* **WHAT YOU SHOULD DO**:
Rewrite the data below with every "one dot" changed to "a single dot" and nothing else altered.

Source data:
#####

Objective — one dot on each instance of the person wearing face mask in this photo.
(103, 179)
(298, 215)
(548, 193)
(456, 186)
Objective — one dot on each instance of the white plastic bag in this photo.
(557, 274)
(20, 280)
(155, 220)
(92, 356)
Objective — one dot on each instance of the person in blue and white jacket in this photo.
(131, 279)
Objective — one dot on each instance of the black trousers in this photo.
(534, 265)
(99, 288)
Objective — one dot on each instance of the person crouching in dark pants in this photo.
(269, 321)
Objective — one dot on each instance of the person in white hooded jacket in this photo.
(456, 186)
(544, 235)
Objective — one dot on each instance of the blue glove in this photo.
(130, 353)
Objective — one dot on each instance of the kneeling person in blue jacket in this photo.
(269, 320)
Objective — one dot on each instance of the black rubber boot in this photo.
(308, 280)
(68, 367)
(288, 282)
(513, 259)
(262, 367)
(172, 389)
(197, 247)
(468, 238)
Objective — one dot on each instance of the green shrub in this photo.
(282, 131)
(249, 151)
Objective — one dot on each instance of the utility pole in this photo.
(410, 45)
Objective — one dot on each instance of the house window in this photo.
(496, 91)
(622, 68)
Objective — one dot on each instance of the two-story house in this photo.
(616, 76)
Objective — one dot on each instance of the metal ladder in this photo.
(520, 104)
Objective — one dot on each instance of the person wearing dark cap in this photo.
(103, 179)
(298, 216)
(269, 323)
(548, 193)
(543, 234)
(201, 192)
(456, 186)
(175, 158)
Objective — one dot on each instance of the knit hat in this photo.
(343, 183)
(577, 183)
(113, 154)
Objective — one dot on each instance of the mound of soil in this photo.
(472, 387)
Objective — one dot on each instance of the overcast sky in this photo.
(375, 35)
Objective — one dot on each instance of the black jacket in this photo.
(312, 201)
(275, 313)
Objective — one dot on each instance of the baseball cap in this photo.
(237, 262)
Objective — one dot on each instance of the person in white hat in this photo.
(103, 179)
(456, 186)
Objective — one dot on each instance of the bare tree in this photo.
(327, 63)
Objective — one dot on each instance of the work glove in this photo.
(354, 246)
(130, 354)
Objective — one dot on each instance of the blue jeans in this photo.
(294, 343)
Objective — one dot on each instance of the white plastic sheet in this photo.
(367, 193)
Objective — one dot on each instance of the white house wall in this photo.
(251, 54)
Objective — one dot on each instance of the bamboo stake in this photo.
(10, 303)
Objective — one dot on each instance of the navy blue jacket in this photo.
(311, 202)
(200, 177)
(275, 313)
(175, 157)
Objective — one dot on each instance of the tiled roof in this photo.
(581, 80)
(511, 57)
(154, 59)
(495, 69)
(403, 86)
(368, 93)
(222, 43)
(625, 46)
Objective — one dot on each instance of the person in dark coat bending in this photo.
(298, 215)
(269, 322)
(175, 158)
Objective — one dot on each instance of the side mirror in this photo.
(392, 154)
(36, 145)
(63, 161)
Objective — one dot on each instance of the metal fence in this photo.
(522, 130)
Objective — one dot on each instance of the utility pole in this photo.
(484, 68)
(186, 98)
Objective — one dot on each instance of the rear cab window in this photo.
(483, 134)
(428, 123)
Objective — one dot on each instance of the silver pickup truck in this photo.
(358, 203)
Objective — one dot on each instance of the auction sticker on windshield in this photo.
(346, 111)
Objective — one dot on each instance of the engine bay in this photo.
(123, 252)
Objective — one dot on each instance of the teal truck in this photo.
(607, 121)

#####

* **FINAL ANSWER**:
Objective — a single dot on each instance of the person wearing face mask in this photo.
(103, 179)
(298, 215)
(548, 193)
(456, 186)
Objective — a single dot on each instance of the white plastic bag in this photo.
(557, 274)
(20, 280)
(155, 220)
(92, 356)
Objective — a single dot on each instance of the person in blue and white jacket in this photo.
(131, 279)
Objective — a single dot on each instance of the black trousers in this photo.
(534, 265)
(99, 288)
Objective — a single dot on each instance of the person crouching in dark pants in this photo.
(269, 321)
Objective — a single dot on each instance of the person in white hooded jacket in this photo.
(456, 186)
(544, 235)
Objective — a single dot on each instance of the blue glove in this photo.
(130, 353)
Objective — a single dot on each instance of the kneeling person in blue jacket in this photo.
(269, 320)
Objective — a single dot on each instance of the black rubber boot in this photo.
(308, 280)
(68, 367)
(288, 282)
(513, 259)
(262, 367)
(172, 389)
(197, 247)
(468, 238)
Objective — a single dot on each instance of the green shrub in this photo.
(282, 131)
(249, 151)
Objective — a single dot on each instance of the utility pole in this photo.
(410, 45)
Objective — a single dot on each instance of the house window in this photo.
(496, 91)
(622, 68)
Objective — a single dot on each instance of the two-story house in this photo.
(616, 76)
Objective — a single dot on each instance of the metal ladder in this photo.
(520, 104)
Objective — a single dot on each instance of the person wearing dark cap in this photo.
(103, 179)
(298, 216)
(269, 323)
(548, 193)
(543, 234)
(201, 192)
(456, 186)
(175, 158)
Objective — a single dot on each instance of the knit hat in this photo.
(343, 183)
(577, 183)
(113, 154)
Objective — a single dot on each instance of the mound of soil in this photo.
(472, 387)
Objective — a single dot on each instance of the overcast sky in this photo.
(375, 35)
Objective — a single dot on each instance of the black jacket in this photo.
(312, 201)
(275, 313)
Objective — a single dot on each instance of the baseball cap in this photo.
(237, 262)
Objective — a single dot on each instance of the person in white hat in this photo.
(103, 179)
(456, 186)
Objective — a single dot on each instance of the bare tree in this photo.
(327, 63)
Objective — a single dot on each instance of the work glove in this photo.
(354, 246)
(130, 354)
Objective — a single dot on each instance of the blue jeans in this photo.
(294, 343)
Objective — a single dot on each instance of the white plastic sheet in this photo.
(367, 193)
Objective — a single dot on each instance of the white house wall in this photo.
(251, 54)
Objective — a single dot on each instance of the bamboo stake in this photo.
(10, 303)
Objective — a single dot on each instance of the navy blue jacket in this photo.
(311, 202)
(200, 177)
(275, 313)
(175, 157)
Objective — a single dot on each instance of the tiled roof in this photo.
(581, 80)
(511, 57)
(154, 59)
(495, 69)
(403, 86)
(368, 93)
(222, 43)
(625, 46)
Objective — a single dot on each instance of the person in dark coat bending in this photo.
(298, 215)
(269, 322)
(175, 158)
Objective — a single dot on each instance of the side mirror in this photo.
(392, 154)
(36, 145)
(63, 161)
Objective — a single dot on each instance of the metal fence in this photo.
(522, 130)
Objective — a single dot on each instance of the utility pole in this photo.
(484, 68)
(186, 98)
Objective — a single dot on each instance of the rear cab window in this photo.
(483, 134)
(428, 123)
Objective — a single dot on each instance of the silver pickup truck in this photo.
(358, 203)
Objective — a single dot on each instance of the auction sticker on windshield in this photo.
(346, 111)
Objective — a single dot on each instance of the engine bay in this photo.
(123, 252)
Objective — a single dot on each instance of the teal truck in this photo.
(607, 121)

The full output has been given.